◆ What you should do
What you return should be the lines of the data containing "eyelash", each in full.

Data excerpts:
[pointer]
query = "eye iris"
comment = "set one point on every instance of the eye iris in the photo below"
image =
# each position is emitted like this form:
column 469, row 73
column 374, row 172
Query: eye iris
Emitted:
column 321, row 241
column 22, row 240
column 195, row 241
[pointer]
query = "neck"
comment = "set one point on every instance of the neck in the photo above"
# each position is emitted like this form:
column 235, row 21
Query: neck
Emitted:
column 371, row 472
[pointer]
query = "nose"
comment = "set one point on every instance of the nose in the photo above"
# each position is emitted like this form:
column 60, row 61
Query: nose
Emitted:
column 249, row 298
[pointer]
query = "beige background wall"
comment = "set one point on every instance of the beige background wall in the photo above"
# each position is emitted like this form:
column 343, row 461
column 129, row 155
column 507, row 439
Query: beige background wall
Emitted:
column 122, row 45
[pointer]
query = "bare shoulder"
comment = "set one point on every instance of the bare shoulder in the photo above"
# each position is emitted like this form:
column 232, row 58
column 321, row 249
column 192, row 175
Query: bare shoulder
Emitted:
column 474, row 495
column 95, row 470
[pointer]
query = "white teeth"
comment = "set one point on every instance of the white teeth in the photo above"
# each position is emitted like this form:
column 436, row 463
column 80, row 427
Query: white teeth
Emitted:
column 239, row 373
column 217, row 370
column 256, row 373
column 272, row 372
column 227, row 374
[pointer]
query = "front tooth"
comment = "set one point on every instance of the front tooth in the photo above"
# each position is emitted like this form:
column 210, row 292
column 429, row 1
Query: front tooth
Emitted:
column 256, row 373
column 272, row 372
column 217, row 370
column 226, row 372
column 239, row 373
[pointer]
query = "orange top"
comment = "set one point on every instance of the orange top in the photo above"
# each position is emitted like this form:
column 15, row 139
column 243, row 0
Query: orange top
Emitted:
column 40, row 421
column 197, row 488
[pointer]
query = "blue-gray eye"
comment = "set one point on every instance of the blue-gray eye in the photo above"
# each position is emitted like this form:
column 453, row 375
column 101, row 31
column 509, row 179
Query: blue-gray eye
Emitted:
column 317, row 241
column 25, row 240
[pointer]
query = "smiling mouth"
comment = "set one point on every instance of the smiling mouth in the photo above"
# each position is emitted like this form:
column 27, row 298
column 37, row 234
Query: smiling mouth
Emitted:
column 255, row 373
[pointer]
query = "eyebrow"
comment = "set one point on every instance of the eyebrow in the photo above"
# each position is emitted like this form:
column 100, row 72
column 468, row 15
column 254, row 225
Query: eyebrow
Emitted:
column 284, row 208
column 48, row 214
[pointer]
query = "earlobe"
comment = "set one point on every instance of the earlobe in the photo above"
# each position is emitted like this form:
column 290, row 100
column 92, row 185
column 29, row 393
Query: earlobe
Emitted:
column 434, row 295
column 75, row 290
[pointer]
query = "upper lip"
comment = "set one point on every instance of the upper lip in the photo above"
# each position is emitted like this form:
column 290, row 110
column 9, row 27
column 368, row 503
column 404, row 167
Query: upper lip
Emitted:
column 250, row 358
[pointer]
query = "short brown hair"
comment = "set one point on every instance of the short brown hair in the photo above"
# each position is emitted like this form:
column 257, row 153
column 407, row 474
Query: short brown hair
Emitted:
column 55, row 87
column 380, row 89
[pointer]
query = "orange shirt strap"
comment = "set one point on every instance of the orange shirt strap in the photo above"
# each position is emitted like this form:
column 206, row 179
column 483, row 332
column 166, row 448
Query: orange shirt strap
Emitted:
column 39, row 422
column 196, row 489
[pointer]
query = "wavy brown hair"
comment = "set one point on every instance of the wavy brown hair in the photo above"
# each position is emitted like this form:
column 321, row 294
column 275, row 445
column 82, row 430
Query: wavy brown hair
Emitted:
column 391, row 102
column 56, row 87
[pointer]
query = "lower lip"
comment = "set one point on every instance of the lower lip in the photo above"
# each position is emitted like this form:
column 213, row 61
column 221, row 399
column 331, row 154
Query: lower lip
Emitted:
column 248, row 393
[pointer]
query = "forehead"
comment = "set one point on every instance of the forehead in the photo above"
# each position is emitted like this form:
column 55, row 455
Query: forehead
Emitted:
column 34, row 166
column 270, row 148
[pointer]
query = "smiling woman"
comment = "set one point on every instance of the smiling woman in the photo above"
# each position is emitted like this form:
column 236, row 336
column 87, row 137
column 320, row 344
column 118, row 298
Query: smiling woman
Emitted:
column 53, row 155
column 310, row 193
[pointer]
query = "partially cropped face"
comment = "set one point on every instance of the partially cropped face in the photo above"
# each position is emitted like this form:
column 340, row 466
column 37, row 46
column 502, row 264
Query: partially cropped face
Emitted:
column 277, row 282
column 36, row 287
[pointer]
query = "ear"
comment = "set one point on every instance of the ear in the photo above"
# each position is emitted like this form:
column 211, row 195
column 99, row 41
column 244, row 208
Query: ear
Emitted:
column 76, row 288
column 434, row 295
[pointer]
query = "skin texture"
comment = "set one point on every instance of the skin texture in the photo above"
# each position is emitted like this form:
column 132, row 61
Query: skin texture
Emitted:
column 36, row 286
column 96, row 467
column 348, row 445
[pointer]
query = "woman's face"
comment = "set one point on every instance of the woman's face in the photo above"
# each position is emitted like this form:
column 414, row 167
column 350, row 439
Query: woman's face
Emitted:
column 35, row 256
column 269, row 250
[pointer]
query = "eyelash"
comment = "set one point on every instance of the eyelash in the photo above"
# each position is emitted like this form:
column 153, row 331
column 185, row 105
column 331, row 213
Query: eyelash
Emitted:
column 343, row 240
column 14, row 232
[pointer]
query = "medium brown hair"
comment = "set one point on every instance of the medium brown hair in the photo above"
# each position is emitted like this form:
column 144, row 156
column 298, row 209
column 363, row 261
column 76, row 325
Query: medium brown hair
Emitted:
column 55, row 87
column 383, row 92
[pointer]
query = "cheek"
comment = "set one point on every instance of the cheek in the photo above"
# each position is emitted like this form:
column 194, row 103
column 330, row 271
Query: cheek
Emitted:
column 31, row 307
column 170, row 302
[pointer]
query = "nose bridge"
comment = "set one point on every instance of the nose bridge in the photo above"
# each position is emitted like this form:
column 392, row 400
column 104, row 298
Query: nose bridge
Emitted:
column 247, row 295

◆ Output for this task
query = "eyelash"
comment = "set one point on every instance of the eyelash in the photo above"
Query: eyelash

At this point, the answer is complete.